▶ _Problem description_:
Quote the full listing word for word.

▶ _Task input_:
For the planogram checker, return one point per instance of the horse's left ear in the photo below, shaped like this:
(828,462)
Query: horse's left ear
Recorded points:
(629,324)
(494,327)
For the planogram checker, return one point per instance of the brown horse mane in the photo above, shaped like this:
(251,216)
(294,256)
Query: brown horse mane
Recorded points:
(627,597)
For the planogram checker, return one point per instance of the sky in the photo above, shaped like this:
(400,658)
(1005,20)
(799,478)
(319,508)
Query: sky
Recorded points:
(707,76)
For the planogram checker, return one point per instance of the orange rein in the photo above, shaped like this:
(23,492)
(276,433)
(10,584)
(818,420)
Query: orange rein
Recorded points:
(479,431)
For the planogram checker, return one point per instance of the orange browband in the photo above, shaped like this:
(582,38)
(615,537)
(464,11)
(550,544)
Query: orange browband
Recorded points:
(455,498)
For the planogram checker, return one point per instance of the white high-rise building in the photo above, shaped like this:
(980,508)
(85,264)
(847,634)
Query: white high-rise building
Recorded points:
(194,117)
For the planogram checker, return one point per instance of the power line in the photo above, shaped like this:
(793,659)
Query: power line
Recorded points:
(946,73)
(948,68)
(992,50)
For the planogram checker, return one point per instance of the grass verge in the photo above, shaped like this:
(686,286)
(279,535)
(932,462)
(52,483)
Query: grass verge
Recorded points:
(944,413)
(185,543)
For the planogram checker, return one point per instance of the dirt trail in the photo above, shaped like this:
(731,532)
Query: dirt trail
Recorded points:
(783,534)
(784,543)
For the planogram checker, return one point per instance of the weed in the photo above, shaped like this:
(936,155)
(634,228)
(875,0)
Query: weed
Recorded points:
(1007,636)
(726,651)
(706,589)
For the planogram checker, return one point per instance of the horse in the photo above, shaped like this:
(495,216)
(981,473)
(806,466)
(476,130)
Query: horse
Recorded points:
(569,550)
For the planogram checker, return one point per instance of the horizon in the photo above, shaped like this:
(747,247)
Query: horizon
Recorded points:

▶ _Solution_:
For the planogram checker, return one point per instance of the horse's left ear in the photo below, shaped like this:
(828,462)
Query: horse's left ear
Recorded points:
(629,324)
(494,327)
For the planogram checker, return one point per instance of the brown horse mane in the photo above, shaped like this:
(251,216)
(294,256)
Query: brown horse mane
Recorded points:
(627,597)
For the planogram checker, return one point per instance of the sky in the photo above, shaped like this:
(400,658)
(1005,20)
(799,478)
(319,508)
Query: sky
Recorded points:
(707,76)
For the planogram checker, return one point per instance of the orange rein in the photo above, shaped like this:
(23,492)
(276,433)
(10,584)
(818,420)
Query: orange rein
Recorded points:
(479,431)
For the planogram checker, return one point per instance of the orange browband in the photo above, shaped like this:
(582,38)
(615,537)
(464,11)
(550,544)
Query: orange browband
Recorded points:
(455,498)
For the planogram checker, return one point per instance of the white high-rise building in the photo above, shaped like this:
(980,508)
(85,264)
(847,634)
Query: white high-rise building
Recorded points:
(194,117)
For the planogram checker, return one point per instance of the power line in the photo above, shaped like this:
(793,659)
Query: power line
Recorded points:
(946,73)
(948,68)
(992,50)
For the planogram checker, return one point per instance of the grass verge in the photo above, shaped like this:
(686,286)
(279,535)
(932,462)
(52,483)
Query: grass verge
Recorded points:
(944,413)
(185,543)
For the planogram checker, return one point per instance of the dirt trail in the photo above, shaped like this:
(731,532)
Query: dirt trail
Recorded points:
(783,534)
(784,543)
For the planogram checker, return one point per instance of the weed in the photo above, shaped like this:
(936,155)
(634,228)
(875,0)
Query: weed
Recorded points:
(1007,636)
(726,651)
(706,589)
For the planogram checker, return one point per instance of the horse in the photo above, shaped like this:
(495,216)
(981,473)
(806,466)
(476,130)
Query: horse
Recorded points:
(569,550)
For the planogram checker, return one point per instance of the horizon in the photo above, shaped like this:
(747,247)
Query: horizon
Recorded points:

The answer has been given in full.